Write each line exactly as it stands, from the line containing "search: gas cooktop" through the end of the data.

(Detection examples)
———

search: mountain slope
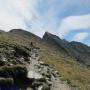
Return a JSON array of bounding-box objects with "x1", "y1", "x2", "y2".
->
[
  {"x1": 43, "y1": 32, "x2": 90, "y2": 66},
  {"x1": 0, "y1": 29, "x2": 90, "y2": 90}
]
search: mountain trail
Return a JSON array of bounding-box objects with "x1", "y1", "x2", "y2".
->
[{"x1": 27, "y1": 49, "x2": 77, "y2": 90}]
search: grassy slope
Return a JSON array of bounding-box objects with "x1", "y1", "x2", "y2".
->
[{"x1": 0, "y1": 33, "x2": 90, "y2": 90}]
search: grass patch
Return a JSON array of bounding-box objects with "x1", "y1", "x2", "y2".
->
[{"x1": 43, "y1": 52, "x2": 90, "y2": 90}]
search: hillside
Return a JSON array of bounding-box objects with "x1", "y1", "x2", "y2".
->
[{"x1": 0, "y1": 29, "x2": 90, "y2": 90}]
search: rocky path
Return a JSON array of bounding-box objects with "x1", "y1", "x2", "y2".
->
[{"x1": 27, "y1": 49, "x2": 76, "y2": 90}]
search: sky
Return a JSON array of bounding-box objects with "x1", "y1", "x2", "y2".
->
[{"x1": 0, "y1": 0, "x2": 90, "y2": 46}]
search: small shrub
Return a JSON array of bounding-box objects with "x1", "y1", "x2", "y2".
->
[{"x1": 0, "y1": 78, "x2": 14, "y2": 85}]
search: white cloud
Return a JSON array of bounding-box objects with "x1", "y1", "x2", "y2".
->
[
  {"x1": 73, "y1": 32, "x2": 89, "y2": 41},
  {"x1": 0, "y1": 0, "x2": 39, "y2": 31},
  {"x1": 58, "y1": 14, "x2": 90, "y2": 37}
]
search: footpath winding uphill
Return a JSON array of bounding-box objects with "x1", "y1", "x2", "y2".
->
[{"x1": 27, "y1": 49, "x2": 76, "y2": 90}]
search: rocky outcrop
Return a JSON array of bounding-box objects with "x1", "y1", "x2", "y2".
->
[{"x1": 43, "y1": 32, "x2": 90, "y2": 66}]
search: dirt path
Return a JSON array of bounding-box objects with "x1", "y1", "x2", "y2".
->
[{"x1": 27, "y1": 49, "x2": 77, "y2": 90}]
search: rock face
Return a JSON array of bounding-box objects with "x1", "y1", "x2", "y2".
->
[{"x1": 43, "y1": 32, "x2": 90, "y2": 66}]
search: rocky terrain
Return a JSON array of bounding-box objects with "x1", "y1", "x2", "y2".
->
[
  {"x1": 0, "y1": 29, "x2": 90, "y2": 90},
  {"x1": 43, "y1": 32, "x2": 90, "y2": 66}
]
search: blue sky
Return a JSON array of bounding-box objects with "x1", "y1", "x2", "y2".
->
[{"x1": 0, "y1": 0, "x2": 90, "y2": 45}]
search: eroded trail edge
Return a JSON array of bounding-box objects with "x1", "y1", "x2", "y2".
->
[{"x1": 27, "y1": 49, "x2": 77, "y2": 90}]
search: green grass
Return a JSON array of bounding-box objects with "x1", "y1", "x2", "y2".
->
[
  {"x1": 0, "y1": 30, "x2": 90, "y2": 90},
  {"x1": 43, "y1": 52, "x2": 90, "y2": 90}
]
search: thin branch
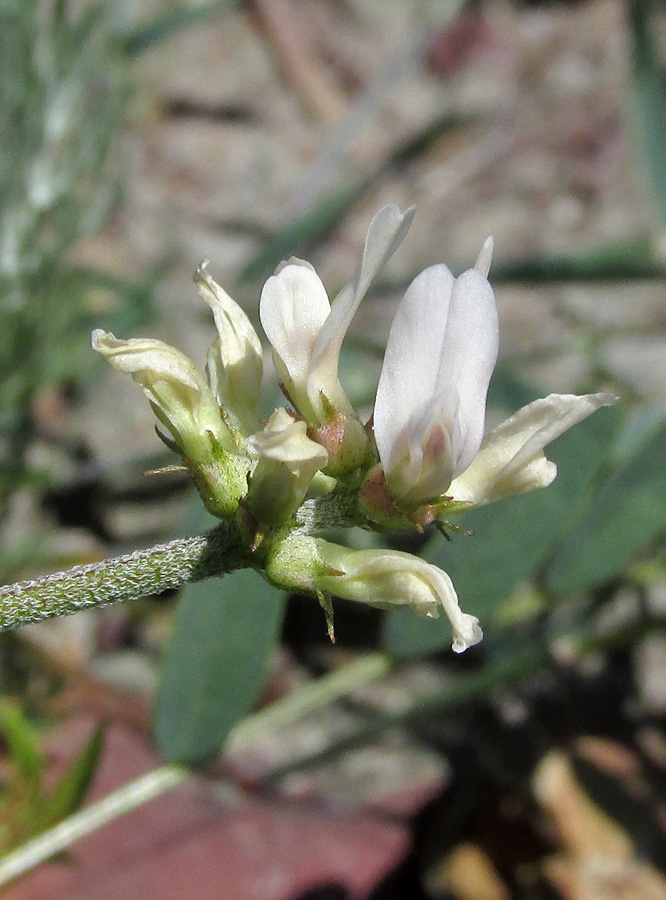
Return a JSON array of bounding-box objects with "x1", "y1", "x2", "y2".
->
[
  {"x1": 0, "y1": 523, "x2": 242, "y2": 630},
  {"x1": 0, "y1": 765, "x2": 191, "y2": 887}
]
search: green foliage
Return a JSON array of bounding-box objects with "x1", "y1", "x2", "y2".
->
[
  {"x1": 154, "y1": 569, "x2": 284, "y2": 765},
  {"x1": 0, "y1": 0, "x2": 150, "y2": 516},
  {"x1": 0, "y1": 699, "x2": 104, "y2": 851},
  {"x1": 546, "y1": 406, "x2": 666, "y2": 595}
]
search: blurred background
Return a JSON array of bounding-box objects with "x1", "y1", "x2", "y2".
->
[{"x1": 0, "y1": 0, "x2": 666, "y2": 900}]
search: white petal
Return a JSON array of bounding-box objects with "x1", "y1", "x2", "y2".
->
[
  {"x1": 374, "y1": 265, "x2": 499, "y2": 501},
  {"x1": 92, "y1": 329, "x2": 234, "y2": 462},
  {"x1": 92, "y1": 328, "x2": 201, "y2": 390},
  {"x1": 437, "y1": 269, "x2": 499, "y2": 477},
  {"x1": 313, "y1": 203, "x2": 416, "y2": 398},
  {"x1": 194, "y1": 262, "x2": 263, "y2": 434},
  {"x1": 317, "y1": 539, "x2": 483, "y2": 653},
  {"x1": 474, "y1": 235, "x2": 495, "y2": 278},
  {"x1": 374, "y1": 265, "x2": 454, "y2": 475},
  {"x1": 450, "y1": 393, "x2": 617, "y2": 506},
  {"x1": 259, "y1": 263, "x2": 331, "y2": 413}
]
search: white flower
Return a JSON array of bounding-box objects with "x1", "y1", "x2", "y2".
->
[
  {"x1": 247, "y1": 408, "x2": 328, "y2": 525},
  {"x1": 259, "y1": 204, "x2": 414, "y2": 424},
  {"x1": 92, "y1": 262, "x2": 263, "y2": 464},
  {"x1": 449, "y1": 392, "x2": 617, "y2": 506},
  {"x1": 373, "y1": 238, "x2": 617, "y2": 508},
  {"x1": 92, "y1": 329, "x2": 235, "y2": 463},
  {"x1": 266, "y1": 532, "x2": 483, "y2": 653},
  {"x1": 373, "y1": 242, "x2": 499, "y2": 505},
  {"x1": 317, "y1": 539, "x2": 483, "y2": 653}
]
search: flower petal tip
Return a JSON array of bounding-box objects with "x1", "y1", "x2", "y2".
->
[
  {"x1": 451, "y1": 613, "x2": 483, "y2": 653},
  {"x1": 474, "y1": 234, "x2": 495, "y2": 278}
]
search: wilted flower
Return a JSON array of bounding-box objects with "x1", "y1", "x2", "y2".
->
[
  {"x1": 266, "y1": 535, "x2": 483, "y2": 653},
  {"x1": 362, "y1": 218, "x2": 617, "y2": 524},
  {"x1": 93, "y1": 204, "x2": 616, "y2": 651}
]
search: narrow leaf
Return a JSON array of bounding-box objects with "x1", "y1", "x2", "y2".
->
[
  {"x1": 0, "y1": 699, "x2": 45, "y2": 791},
  {"x1": 41, "y1": 725, "x2": 106, "y2": 828},
  {"x1": 384, "y1": 407, "x2": 621, "y2": 656},
  {"x1": 154, "y1": 569, "x2": 284, "y2": 765}
]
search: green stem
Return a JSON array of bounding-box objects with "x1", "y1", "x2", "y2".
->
[
  {"x1": 0, "y1": 523, "x2": 241, "y2": 630},
  {"x1": 0, "y1": 766, "x2": 191, "y2": 887},
  {"x1": 265, "y1": 616, "x2": 666, "y2": 783}
]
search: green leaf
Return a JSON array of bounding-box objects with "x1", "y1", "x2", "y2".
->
[
  {"x1": 626, "y1": 0, "x2": 666, "y2": 236},
  {"x1": 546, "y1": 417, "x2": 666, "y2": 594},
  {"x1": 0, "y1": 699, "x2": 46, "y2": 791},
  {"x1": 118, "y1": 0, "x2": 238, "y2": 57},
  {"x1": 383, "y1": 407, "x2": 621, "y2": 656},
  {"x1": 154, "y1": 569, "x2": 284, "y2": 765},
  {"x1": 40, "y1": 725, "x2": 106, "y2": 828}
]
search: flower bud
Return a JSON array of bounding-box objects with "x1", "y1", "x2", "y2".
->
[
  {"x1": 194, "y1": 262, "x2": 263, "y2": 435},
  {"x1": 247, "y1": 408, "x2": 328, "y2": 526},
  {"x1": 92, "y1": 329, "x2": 231, "y2": 463}
]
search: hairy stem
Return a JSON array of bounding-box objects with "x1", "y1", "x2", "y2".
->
[{"x1": 0, "y1": 523, "x2": 242, "y2": 630}]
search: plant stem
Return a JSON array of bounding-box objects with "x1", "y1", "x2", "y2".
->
[
  {"x1": 0, "y1": 765, "x2": 191, "y2": 887},
  {"x1": 0, "y1": 523, "x2": 237, "y2": 630},
  {"x1": 264, "y1": 616, "x2": 666, "y2": 784}
]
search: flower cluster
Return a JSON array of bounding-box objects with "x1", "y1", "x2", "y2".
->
[{"x1": 92, "y1": 204, "x2": 616, "y2": 651}]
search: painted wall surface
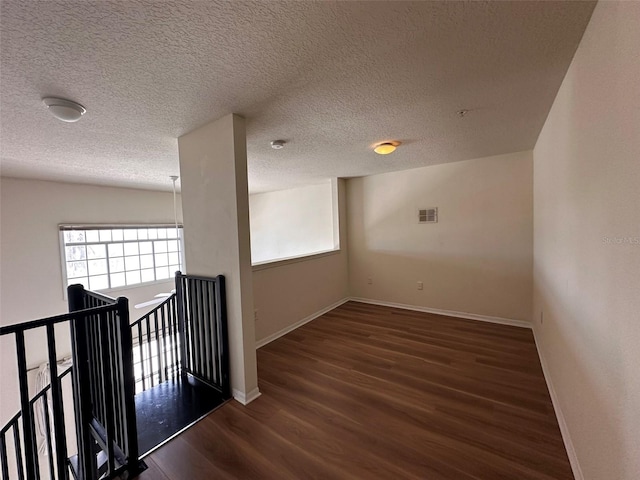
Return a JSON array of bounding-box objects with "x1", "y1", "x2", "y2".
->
[
  {"x1": 0, "y1": 178, "x2": 181, "y2": 425},
  {"x1": 347, "y1": 151, "x2": 533, "y2": 321},
  {"x1": 249, "y1": 182, "x2": 334, "y2": 264},
  {"x1": 178, "y1": 114, "x2": 258, "y2": 403},
  {"x1": 533, "y1": 2, "x2": 640, "y2": 480},
  {"x1": 253, "y1": 180, "x2": 349, "y2": 342}
]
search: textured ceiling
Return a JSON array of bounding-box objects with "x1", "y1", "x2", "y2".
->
[{"x1": 0, "y1": 0, "x2": 594, "y2": 192}]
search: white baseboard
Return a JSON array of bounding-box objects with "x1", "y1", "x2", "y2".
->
[
  {"x1": 233, "y1": 387, "x2": 262, "y2": 405},
  {"x1": 349, "y1": 297, "x2": 531, "y2": 328},
  {"x1": 533, "y1": 328, "x2": 584, "y2": 480},
  {"x1": 256, "y1": 298, "x2": 349, "y2": 349}
]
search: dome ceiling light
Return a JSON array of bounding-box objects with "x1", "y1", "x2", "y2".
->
[
  {"x1": 42, "y1": 97, "x2": 87, "y2": 123},
  {"x1": 373, "y1": 141, "x2": 400, "y2": 155}
]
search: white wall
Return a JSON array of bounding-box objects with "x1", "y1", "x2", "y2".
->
[
  {"x1": 0, "y1": 178, "x2": 181, "y2": 425},
  {"x1": 533, "y1": 2, "x2": 640, "y2": 480},
  {"x1": 252, "y1": 180, "x2": 349, "y2": 343},
  {"x1": 249, "y1": 182, "x2": 334, "y2": 264},
  {"x1": 178, "y1": 114, "x2": 259, "y2": 403},
  {"x1": 347, "y1": 151, "x2": 533, "y2": 321}
]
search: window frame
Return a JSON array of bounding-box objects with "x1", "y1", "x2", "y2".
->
[{"x1": 58, "y1": 223, "x2": 186, "y2": 300}]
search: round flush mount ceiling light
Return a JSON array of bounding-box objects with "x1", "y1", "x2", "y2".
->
[
  {"x1": 42, "y1": 97, "x2": 87, "y2": 122},
  {"x1": 373, "y1": 142, "x2": 400, "y2": 155}
]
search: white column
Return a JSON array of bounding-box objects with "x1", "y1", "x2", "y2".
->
[{"x1": 178, "y1": 114, "x2": 260, "y2": 404}]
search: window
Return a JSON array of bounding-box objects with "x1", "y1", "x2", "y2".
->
[{"x1": 60, "y1": 225, "x2": 184, "y2": 290}]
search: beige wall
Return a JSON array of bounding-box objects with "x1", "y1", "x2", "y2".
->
[
  {"x1": 249, "y1": 182, "x2": 334, "y2": 264},
  {"x1": 533, "y1": 2, "x2": 640, "y2": 480},
  {"x1": 0, "y1": 178, "x2": 180, "y2": 425},
  {"x1": 253, "y1": 180, "x2": 349, "y2": 343},
  {"x1": 347, "y1": 152, "x2": 533, "y2": 321},
  {"x1": 178, "y1": 114, "x2": 259, "y2": 403}
]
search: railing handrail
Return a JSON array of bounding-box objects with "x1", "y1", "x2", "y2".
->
[
  {"x1": 0, "y1": 305, "x2": 117, "y2": 336},
  {"x1": 131, "y1": 293, "x2": 176, "y2": 329},
  {"x1": 84, "y1": 290, "x2": 118, "y2": 304},
  {"x1": 0, "y1": 366, "x2": 73, "y2": 435}
]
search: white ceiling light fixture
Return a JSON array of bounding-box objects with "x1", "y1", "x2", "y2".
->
[
  {"x1": 42, "y1": 97, "x2": 87, "y2": 123},
  {"x1": 373, "y1": 141, "x2": 400, "y2": 155}
]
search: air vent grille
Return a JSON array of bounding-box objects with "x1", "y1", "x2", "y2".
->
[{"x1": 418, "y1": 207, "x2": 438, "y2": 223}]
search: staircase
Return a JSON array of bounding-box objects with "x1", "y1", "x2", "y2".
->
[{"x1": 0, "y1": 272, "x2": 230, "y2": 480}]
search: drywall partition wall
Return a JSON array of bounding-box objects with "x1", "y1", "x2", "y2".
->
[
  {"x1": 347, "y1": 151, "x2": 533, "y2": 321},
  {"x1": 178, "y1": 114, "x2": 260, "y2": 404},
  {"x1": 249, "y1": 181, "x2": 336, "y2": 264},
  {"x1": 0, "y1": 177, "x2": 181, "y2": 425},
  {"x1": 533, "y1": 2, "x2": 640, "y2": 480},
  {"x1": 253, "y1": 180, "x2": 349, "y2": 345}
]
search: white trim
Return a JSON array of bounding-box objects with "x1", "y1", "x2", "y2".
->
[
  {"x1": 256, "y1": 297, "x2": 351, "y2": 349},
  {"x1": 533, "y1": 328, "x2": 584, "y2": 480},
  {"x1": 349, "y1": 297, "x2": 531, "y2": 328},
  {"x1": 233, "y1": 387, "x2": 262, "y2": 405}
]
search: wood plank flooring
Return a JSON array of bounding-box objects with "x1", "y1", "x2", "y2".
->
[{"x1": 139, "y1": 302, "x2": 573, "y2": 480}]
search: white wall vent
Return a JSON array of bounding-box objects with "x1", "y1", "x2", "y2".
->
[{"x1": 418, "y1": 207, "x2": 438, "y2": 223}]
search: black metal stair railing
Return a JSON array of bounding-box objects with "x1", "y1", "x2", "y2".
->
[
  {"x1": 0, "y1": 367, "x2": 71, "y2": 480},
  {"x1": 69, "y1": 285, "x2": 144, "y2": 479},
  {"x1": 176, "y1": 272, "x2": 231, "y2": 399},
  {"x1": 0, "y1": 300, "x2": 127, "y2": 480},
  {"x1": 131, "y1": 293, "x2": 180, "y2": 393},
  {"x1": 0, "y1": 272, "x2": 231, "y2": 480}
]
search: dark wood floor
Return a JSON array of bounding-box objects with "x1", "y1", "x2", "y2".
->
[{"x1": 134, "y1": 302, "x2": 573, "y2": 480}]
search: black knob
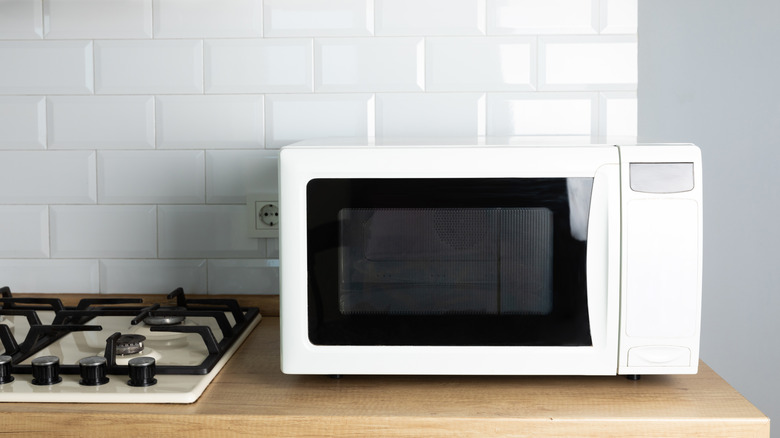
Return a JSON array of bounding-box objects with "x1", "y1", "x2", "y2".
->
[
  {"x1": 0, "y1": 354, "x2": 14, "y2": 385},
  {"x1": 32, "y1": 356, "x2": 62, "y2": 385},
  {"x1": 127, "y1": 356, "x2": 157, "y2": 386},
  {"x1": 79, "y1": 356, "x2": 108, "y2": 386}
]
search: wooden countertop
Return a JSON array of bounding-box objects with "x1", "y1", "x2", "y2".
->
[{"x1": 0, "y1": 317, "x2": 769, "y2": 438}]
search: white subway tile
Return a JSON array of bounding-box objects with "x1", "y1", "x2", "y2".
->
[
  {"x1": 154, "y1": 0, "x2": 263, "y2": 38},
  {"x1": 0, "y1": 151, "x2": 96, "y2": 204},
  {"x1": 98, "y1": 150, "x2": 205, "y2": 204},
  {"x1": 0, "y1": 41, "x2": 93, "y2": 94},
  {"x1": 100, "y1": 259, "x2": 208, "y2": 295},
  {"x1": 47, "y1": 96, "x2": 154, "y2": 149},
  {"x1": 0, "y1": 0, "x2": 43, "y2": 39},
  {"x1": 376, "y1": 0, "x2": 485, "y2": 35},
  {"x1": 539, "y1": 35, "x2": 637, "y2": 90},
  {"x1": 95, "y1": 40, "x2": 203, "y2": 94},
  {"x1": 0, "y1": 205, "x2": 49, "y2": 256},
  {"x1": 209, "y1": 260, "x2": 279, "y2": 295},
  {"x1": 601, "y1": 0, "x2": 639, "y2": 34},
  {"x1": 0, "y1": 259, "x2": 100, "y2": 294},
  {"x1": 159, "y1": 204, "x2": 265, "y2": 258},
  {"x1": 206, "y1": 150, "x2": 279, "y2": 204},
  {"x1": 204, "y1": 38, "x2": 314, "y2": 93},
  {"x1": 263, "y1": 0, "x2": 374, "y2": 37},
  {"x1": 599, "y1": 92, "x2": 637, "y2": 137},
  {"x1": 43, "y1": 0, "x2": 152, "y2": 39},
  {"x1": 49, "y1": 205, "x2": 157, "y2": 258},
  {"x1": 425, "y1": 37, "x2": 536, "y2": 91},
  {"x1": 487, "y1": 93, "x2": 598, "y2": 137},
  {"x1": 487, "y1": 0, "x2": 599, "y2": 35},
  {"x1": 376, "y1": 93, "x2": 485, "y2": 137},
  {"x1": 0, "y1": 96, "x2": 46, "y2": 149},
  {"x1": 314, "y1": 37, "x2": 425, "y2": 92},
  {"x1": 265, "y1": 94, "x2": 374, "y2": 148},
  {"x1": 157, "y1": 95, "x2": 263, "y2": 149}
]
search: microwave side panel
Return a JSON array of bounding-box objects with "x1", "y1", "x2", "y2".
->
[
  {"x1": 280, "y1": 147, "x2": 619, "y2": 375},
  {"x1": 619, "y1": 145, "x2": 702, "y2": 374}
]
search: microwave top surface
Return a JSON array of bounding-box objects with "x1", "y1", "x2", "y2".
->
[{"x1": 282, "y1": 136, "x2": 637, "y2": 149}]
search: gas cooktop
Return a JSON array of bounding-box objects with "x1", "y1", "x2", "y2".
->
[{"x1": 0, "y1": 287, "x2": 261, "y2": 403}]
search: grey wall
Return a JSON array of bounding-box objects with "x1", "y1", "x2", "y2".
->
[{"x1": 638, "y1": 0, "x2": 780, "y2": 436}]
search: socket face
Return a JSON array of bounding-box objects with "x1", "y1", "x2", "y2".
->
[
  {"x1": 255, "y1": 201, "x2": 279, "y2": 228},
  {"x1": 246, "y1": 196, "x2": 279, "y2": 238}
]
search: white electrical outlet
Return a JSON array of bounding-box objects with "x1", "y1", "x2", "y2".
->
[{"x1": 246, "y1": 195, "x2": 279, "y2": 238}]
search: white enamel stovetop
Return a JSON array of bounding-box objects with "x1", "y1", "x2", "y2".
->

———

• Written answer
search: gas cooktop
Return a JSON array of bounding-box objects with "x1", "y1", "x2", "y2".
->
[{"x1": 0, "y1": 287, "x2": 261, "y2": 403}]
search: grey wall
Return a JSON array of bounding-box objects with "x1", "y1", "x2", "y2".
->
[{"x1": 638, "y1": 0, "x2": 780, "y2": 436}]
search: socket face
Return a JSON array of bounding-box objects with "x1", "y1", "x2", "y2".
->
[
  {"x1": 255, "y1": 201, "x2": 279, "y2": 228},
  {"x1": 246, "y1": 196, "x2": 279, "y2": 238}
]
search: white electrical outlet
Return a JSON array of bounding-box objects with "x1", "y1", "x2", "y2".
->
[{"x1": 246, "y1": 195, "x2": 279, "y2": 238}]
search: white enamel stovetop
Return a JSON array of bounding-box objects with "x1", "y1", "x2", "y2".
->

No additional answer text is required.